Actions to take:
- a) Answer these questions using the John 6 sermon, one line each:
(i) During which festival did Jesus feed the 5,000?
(ii) How far had the disciples rowed when they saw Jesus walking on the sea?
(iii) Where did Jesus withdraw after the crowd wanted to make him king?
- b) Shorten the paragraph of the John 6 sermon that begins "John 6 begins with the fourth of Jesus’ signs" and keep its main facts.
- c) Retype the part of the John 6 sermon between "The next day" and "gone away alone.", inclusive.

Douglas Scalise, Brewster Baptist Church

            John 6 begins with the fourth of Jesus’ signs in John’s Gospel, the feeding of 5,000 people. Jesus performed this miracle during the Passover which commemorated Israel’s deliverance from Egypt under Moses’ leadership. Moses was the most important miracle working prophet in Israel’s history. Deuteronomy 34:11 says there had been no one like him “for all the signs and wonders which the Lord sent him to do in the land of Egypt.” In the wilderness God told Moses, “I will rain bread from heaven for you,” and in the morning the people discovered manna on the ground (Exodus 16:4, 14, 31). Now Jesus has fed the crowd with bread and their response is to want to make him king by force (even though they couldn’t), so Jesus withdrew to a mountain by himself to get away from them and to get some solitude with God. That brings us to today’s gospel passage which begins on the evening of the day when Jesus fed the 5,000.

“When evening came, his disciples went down to the sea, got into a boat, and started across the sea to Capernaum. It was now dark, and Jesus had not yet come to them. The sea became rough because a strong wind was blowing. When they had rowed about three or four miles, they saw Jesus walking on the sea and coming near the boat, and they were terrified. But he said to them,

“It is I am do not be afraid.” Then they wanted to take him into the boat, and immediately the boat reached the land toward which they were going.

            The next day the crowd that had stayed on the other side of the sea saw that there had been only one boat there. They also saw that Jesus had not got into the boat with his disciples, but that his disciples had gone away alone.

Material provided:
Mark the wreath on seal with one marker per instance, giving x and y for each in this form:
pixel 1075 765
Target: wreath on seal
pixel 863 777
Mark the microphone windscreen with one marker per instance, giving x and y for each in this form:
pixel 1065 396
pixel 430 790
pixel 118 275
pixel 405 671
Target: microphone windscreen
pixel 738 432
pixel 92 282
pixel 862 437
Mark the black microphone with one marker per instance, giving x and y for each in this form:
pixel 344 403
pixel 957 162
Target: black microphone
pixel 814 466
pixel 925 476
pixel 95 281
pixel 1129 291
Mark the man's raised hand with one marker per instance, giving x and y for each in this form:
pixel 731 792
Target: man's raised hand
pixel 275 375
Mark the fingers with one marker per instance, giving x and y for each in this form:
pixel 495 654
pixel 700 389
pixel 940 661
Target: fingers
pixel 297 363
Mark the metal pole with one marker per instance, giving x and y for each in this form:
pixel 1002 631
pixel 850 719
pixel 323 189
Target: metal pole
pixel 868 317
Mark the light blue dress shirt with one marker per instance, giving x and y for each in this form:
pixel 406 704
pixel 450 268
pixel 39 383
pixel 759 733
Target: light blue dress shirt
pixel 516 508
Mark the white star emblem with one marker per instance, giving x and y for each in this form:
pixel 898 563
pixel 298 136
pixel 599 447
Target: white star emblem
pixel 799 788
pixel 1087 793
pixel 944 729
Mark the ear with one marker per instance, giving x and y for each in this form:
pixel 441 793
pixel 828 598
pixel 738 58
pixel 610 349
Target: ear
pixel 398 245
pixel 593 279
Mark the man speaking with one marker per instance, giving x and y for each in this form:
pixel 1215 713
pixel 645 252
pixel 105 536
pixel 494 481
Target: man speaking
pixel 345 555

Expected outputs:
- a)
(i) The Passover.
(ii) About three or four miles.
(iii) To a mountain by himself.

- b) John 6 opens with Jesus' fourth sign in John's Gospel, the feeding of 5,000 people, done during the Passover. That festival marked Israel's deliverance from Egypt under Moses, Israel's most important miracle-working prophet. In the wilderness God rained bread from heaven as manna. After Jesus fed the crowd with bread, they wanted to make him king by force. He withdrew alone to a mountain for solitude with God. The day's gospel passage begins on the evening of that feeding.

- c)
The next day the crowd that had stayed on the other side of the sea saw that there had been only one boat there. They also saw that Jesus had not got into the boat with his disciples, but that his disciples had gone away alone.